Written request
Write every line of the entries below as a JSON list of strings, one string per line, skipping blank lines and leaving the pictures out.
>> START
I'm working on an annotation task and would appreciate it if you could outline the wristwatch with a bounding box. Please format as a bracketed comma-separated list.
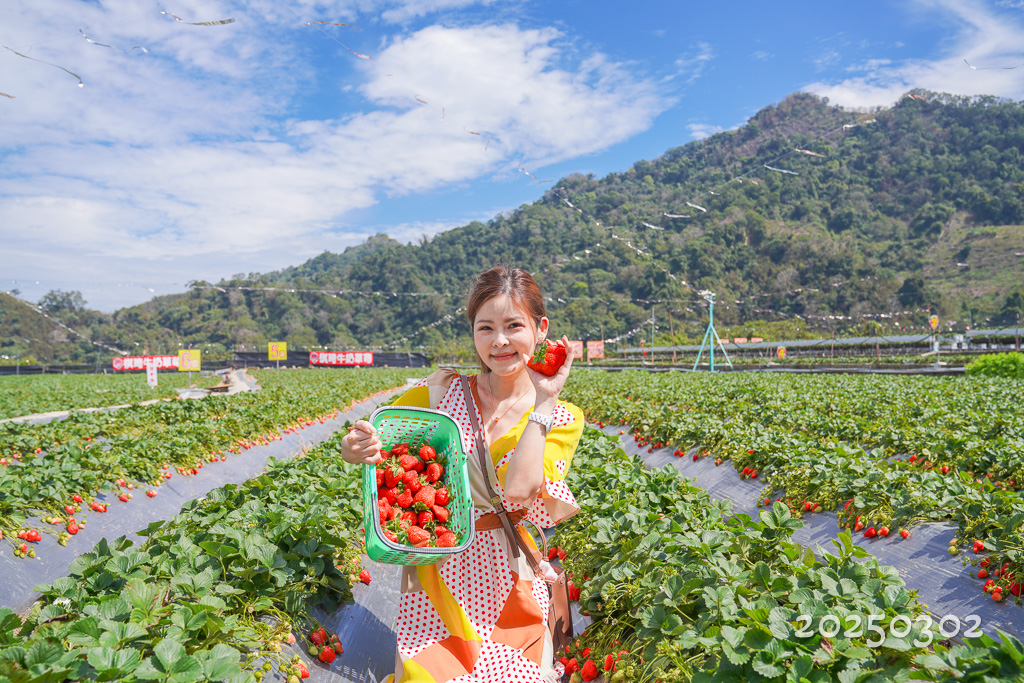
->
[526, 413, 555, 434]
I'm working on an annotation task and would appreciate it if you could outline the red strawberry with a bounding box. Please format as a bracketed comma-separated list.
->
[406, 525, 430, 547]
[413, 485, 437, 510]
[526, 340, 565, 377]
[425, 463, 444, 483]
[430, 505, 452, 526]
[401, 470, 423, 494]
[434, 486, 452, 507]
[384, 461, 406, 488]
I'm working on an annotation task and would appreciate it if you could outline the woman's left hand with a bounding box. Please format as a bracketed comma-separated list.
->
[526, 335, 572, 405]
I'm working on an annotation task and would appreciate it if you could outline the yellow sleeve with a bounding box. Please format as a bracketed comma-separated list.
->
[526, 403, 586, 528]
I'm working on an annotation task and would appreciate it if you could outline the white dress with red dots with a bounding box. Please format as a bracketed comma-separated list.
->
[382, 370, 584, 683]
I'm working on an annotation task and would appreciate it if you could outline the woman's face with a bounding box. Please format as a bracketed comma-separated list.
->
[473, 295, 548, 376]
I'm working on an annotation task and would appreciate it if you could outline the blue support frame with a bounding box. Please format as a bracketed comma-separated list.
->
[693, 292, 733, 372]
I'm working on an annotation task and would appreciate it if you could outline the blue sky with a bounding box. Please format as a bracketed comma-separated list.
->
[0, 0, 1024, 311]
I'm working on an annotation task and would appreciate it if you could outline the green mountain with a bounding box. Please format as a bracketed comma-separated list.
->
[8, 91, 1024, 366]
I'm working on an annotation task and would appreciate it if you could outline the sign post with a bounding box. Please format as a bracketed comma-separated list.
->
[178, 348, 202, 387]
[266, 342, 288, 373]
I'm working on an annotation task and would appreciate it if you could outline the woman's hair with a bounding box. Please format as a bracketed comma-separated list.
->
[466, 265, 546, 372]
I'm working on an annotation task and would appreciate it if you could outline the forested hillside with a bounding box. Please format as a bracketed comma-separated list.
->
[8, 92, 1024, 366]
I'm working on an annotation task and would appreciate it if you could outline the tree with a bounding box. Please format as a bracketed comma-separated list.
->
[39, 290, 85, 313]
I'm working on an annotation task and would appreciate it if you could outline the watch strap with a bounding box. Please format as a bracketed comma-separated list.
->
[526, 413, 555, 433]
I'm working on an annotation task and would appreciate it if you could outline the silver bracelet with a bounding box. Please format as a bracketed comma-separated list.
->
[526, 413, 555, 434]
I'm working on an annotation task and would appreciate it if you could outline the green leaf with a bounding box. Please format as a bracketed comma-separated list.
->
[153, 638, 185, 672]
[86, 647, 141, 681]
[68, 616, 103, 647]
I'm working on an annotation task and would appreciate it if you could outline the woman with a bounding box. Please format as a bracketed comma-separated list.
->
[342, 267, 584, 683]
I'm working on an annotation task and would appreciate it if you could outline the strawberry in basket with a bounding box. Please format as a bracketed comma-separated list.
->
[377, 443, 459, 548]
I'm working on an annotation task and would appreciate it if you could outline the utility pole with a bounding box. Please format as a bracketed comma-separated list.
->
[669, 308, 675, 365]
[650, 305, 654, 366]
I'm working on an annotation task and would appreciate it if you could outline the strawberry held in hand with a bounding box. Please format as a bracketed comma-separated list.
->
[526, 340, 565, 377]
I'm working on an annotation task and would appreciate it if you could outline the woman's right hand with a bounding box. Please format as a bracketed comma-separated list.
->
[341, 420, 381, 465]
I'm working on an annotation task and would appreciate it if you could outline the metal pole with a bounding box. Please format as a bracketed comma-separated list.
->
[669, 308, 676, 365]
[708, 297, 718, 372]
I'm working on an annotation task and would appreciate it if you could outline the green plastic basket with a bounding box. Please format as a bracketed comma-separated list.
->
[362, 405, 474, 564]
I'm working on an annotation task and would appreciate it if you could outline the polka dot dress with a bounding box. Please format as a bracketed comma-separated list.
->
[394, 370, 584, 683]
>> END
Result below
[
  "I'm working on an annotation task and would appreciate it if you could outline the wristwatch with a bounding box. Please format as a bracketed comma-separated list.",
  "->",
  "[526, 413, 555, 434]",
  "I'm working on an annotation task and would appreciate it if you could outline the red strawberry with a bounding box. Please format as a bracketed comma-separated list.",
  "->",
  "[406, 525, 430, 547]",
  "[413, 485, 437, 510]",
  "[526, 340, 565, 377]",
  "[425, 463, 444, 483]",
  "[430, 505, 452, 526]",
  "[401, 470, 423, 494]",
  "[434, 486, 452, 507]",
  "[384, 461, 406, 488]",
  "I'm working on an annotation task and would appreciate it if you could outline the woman's left hand with a bounding box. Please format as a bracketed comma-separated list.",
  "->",
  "[526, 335, 572, 405]",
  "I'm working on an annotation task and would appreciate it if you could outline the yellow sleeve with a bounding box. Please format as a bracketed comma-separated list.",
  "->",
  "[526, 403, 586, 528]",
  "I'm working on an annotation task and would appreciate it if you could outline the white dress with red dots with a bounding box. Please format as a bracketed comma-separated list.",
  "->",
  "[382, 370, 584, 683]",
  "I'm working on an annotation task and would appreciate it if you could outline the woman's face with a bounding box. Please format as a bracketed comma-separated list.",
  "->",
  "[473, 295, 548, 376]",
  "I'm working on an annotation task and would appreciate it if you could outline the blue support frame with a bounding box. Please format as a bracketed comma-separated list.",
  "->",
  "[693, 292, 733, 372]",
  "I'm working on an annotation task and would appreciate it if you could outline the blue sky with a bounding box. Please format as a bracketed comma-separated list.",
  "->",
  "[0, 0, 1024, 311]",
  "I'm working on an annotation task and would appreciate it if you could outline the green mountain with a bounding box. Please format as a bracketed comma-separated list.",
  "->",
  "[8, 91, 1024, 366]",
  "I'm working on an annotation task and would appreciate it if you could outline the sign post with a bounding box. Please format as a bracketed comma-separated list.",
  "->",
  "[178, 348, 202, 387]",
  "[266, 342, 288, 373]",
  "I'm working on an annotation task and would appreciate it if you could outline the woman's hair with a bounding box. Please format as a bracketed comma-separated list.",
  "->",
  "[466, 265, 546, 372]",
  "I'm working on an annotation task and would appreciate it if you could outline the forested hillside with a bounding box. Please format as a bracketed comma-separated list.",
  "->",
  "[8, 92, 1024, 366]",
  "I'm working on an annotation task and would appreciate it if you could outline the tree with a bounding box. Please format as a bracketed comma-separated list.",
  "->",
  "[39, 290, 85, 313]",
  "I'm working on an annotation task and would appreciate it if you could outline the watch strap with a bounding box. Please format as a bracketed comma-separated list.",
  "->",
  "[526, 413, 555, 433]",
  "I'm working on an annotation task and would appreciate it if you could outline the silver bracelet with a bounding box. Please format as a bracketed comma-separated list.",
  "->",
  "[526, 413, 555, 434]",
  "I'm working on an annotation task and would appreciate it if you could outline the green leaf with a bounding box. Please format as a bracketed comma-separated list.",
  "->",
  "[153, 638, 185, 672]",
  "[86, 647, 141, 681]",
  "[68, 616, 103, 647]",
  "I'm working on an annotation task and would appreciate it if you could outline the woman with a bounding box. Please format as a bracketed comma-separated list.",
  "->",
  "[342, 267, 584, 683]",
  "I'm working on an annotation task and would appreciate it if you could outline the strawberry in basket with a bounding box. Please format as a bracketed comma-separated list.",
  "->",
  "[377, 443, 459, 548]",
  "I'm working on an annotation task and would appreciate it if you could outline the utility pole with a bounding box. Please format as a bracketed comma-separated list.",
  "->",
  "[669, 308, 675, 365]",
  "[650, 305, 654, 366]",
  "I'm working on an annotation task and would appreciate it if you could outline the strawberry held in hand with a bounding box. Please format as a bracketed comma-separated list.",
  "->",
  "[526, 340, 565, 377]",
  "I'm working on an annotation task and would appreciate it if you could outline the woman's right hand with a bounding box. Please format as a bracketed comma-separated list.",
  "->",
  "[341, 420, 381, 465]",
  "I'm working on an annotation task and would appreciate it if you could outline the metal pole with a bounding box. Please format as a bracketed comma-separated list.",
  "->",
  "[669, 308, 676, 365]",
  "[708, 297, 718, 372]",
  "I'm working on an annotation task and would appreciate it if you could outline the green plastic basket with a bounding box. Please format as a bracketed comma-separated list.",
  "->",
  "[362, 405, 474, 564]",
  "I'm working on an annotation task and would appreciate it if you could outline the polka dot dress with a bounding box. Please format as a bracketed comma-separated list.",
  "->",
  "[394, 370, 584, 683]"
]